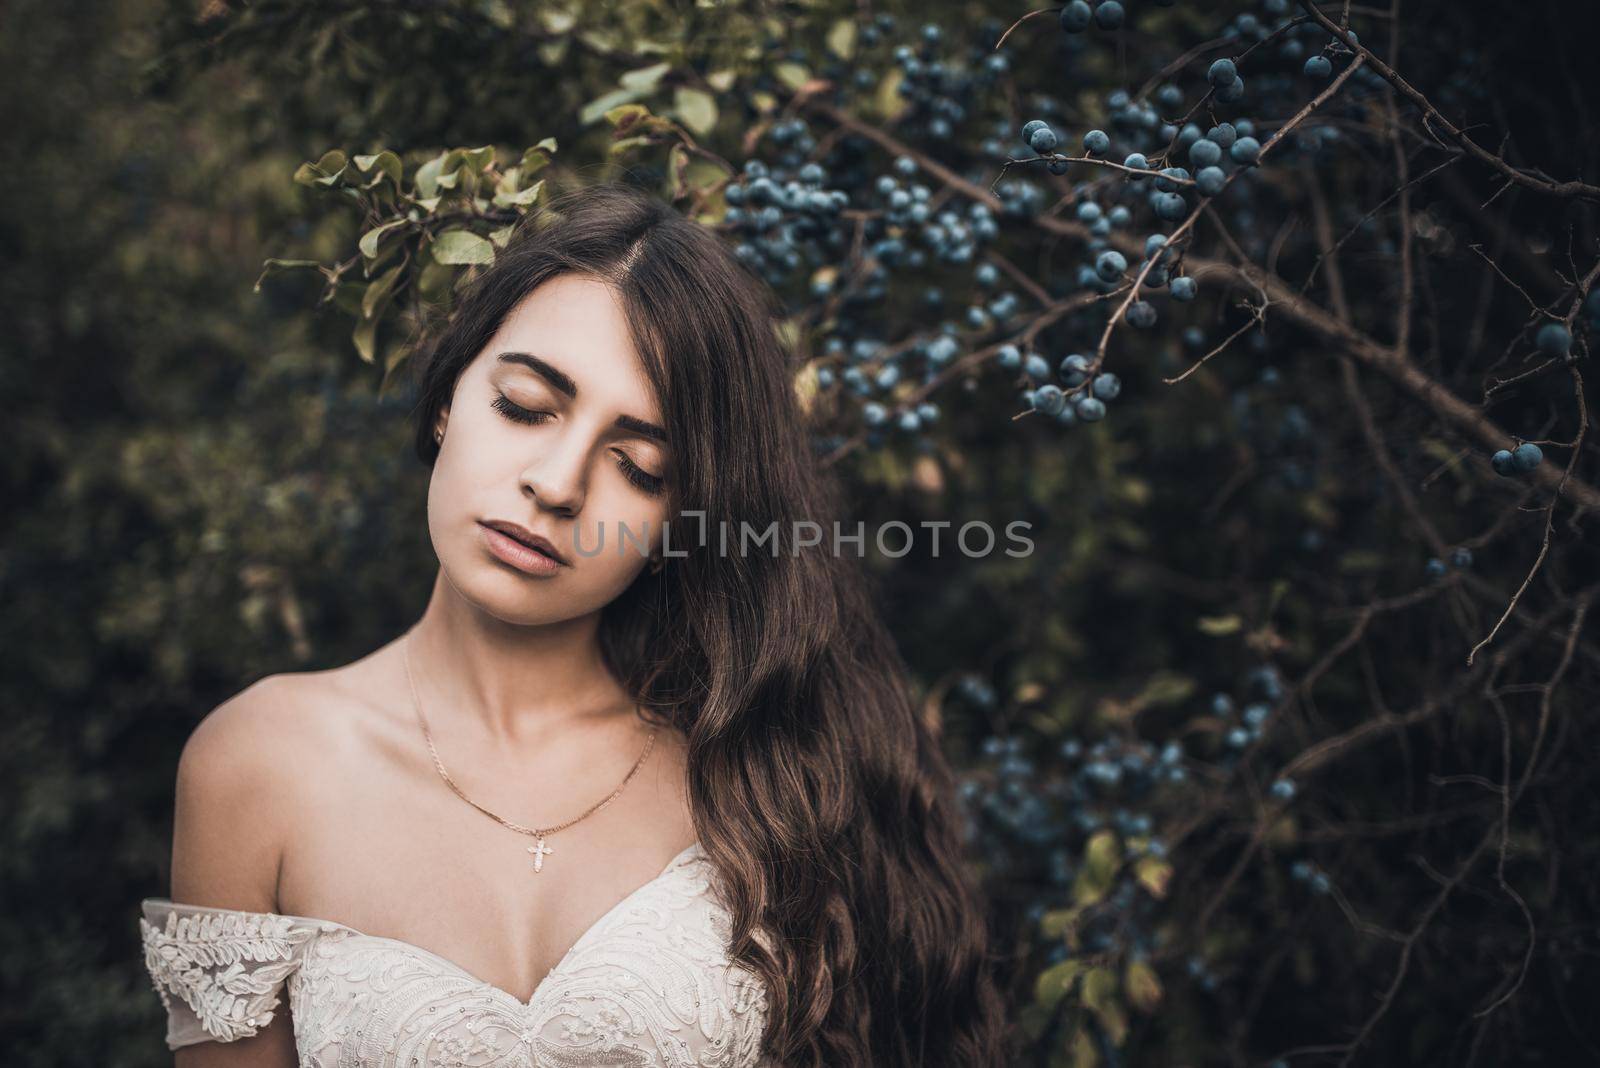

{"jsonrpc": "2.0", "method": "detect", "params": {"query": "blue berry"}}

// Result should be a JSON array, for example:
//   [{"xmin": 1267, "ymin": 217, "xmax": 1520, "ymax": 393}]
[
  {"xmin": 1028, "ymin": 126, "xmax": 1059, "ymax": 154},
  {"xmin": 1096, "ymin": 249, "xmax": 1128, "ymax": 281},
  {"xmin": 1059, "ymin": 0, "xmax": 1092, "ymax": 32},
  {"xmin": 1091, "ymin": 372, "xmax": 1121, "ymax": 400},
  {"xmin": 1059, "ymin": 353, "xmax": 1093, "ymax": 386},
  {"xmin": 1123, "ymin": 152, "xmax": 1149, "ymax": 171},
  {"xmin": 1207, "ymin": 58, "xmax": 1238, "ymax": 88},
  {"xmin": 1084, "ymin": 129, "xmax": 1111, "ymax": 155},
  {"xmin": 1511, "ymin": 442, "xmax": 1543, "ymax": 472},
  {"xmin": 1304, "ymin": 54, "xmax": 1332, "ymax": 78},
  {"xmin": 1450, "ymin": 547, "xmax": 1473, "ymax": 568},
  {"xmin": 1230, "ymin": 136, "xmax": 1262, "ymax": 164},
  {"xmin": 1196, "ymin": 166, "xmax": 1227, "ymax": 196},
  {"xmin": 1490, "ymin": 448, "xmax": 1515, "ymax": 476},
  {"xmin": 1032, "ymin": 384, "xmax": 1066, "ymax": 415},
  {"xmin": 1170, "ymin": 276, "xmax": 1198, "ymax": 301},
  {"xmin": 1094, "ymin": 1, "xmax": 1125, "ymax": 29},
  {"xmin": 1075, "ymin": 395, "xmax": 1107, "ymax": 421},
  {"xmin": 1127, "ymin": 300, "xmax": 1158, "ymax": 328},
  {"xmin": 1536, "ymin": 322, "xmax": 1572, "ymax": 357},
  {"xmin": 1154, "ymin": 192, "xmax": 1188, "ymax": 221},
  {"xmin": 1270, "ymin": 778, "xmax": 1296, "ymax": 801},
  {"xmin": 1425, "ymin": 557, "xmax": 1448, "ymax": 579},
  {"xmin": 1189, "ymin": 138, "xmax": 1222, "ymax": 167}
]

::::::

▶ _EXERCISE AIM_
Nothing but the lines from the start of the records through the line holding "Result should be" should be printed, exactly as written and with the pictures left out.

▶ _PROBLEM SOLUTION_
{"jsonrpc": "2.0", "method": "detect", "params": {"query": "blue berry"}}

// Result should be a JSON array, for example:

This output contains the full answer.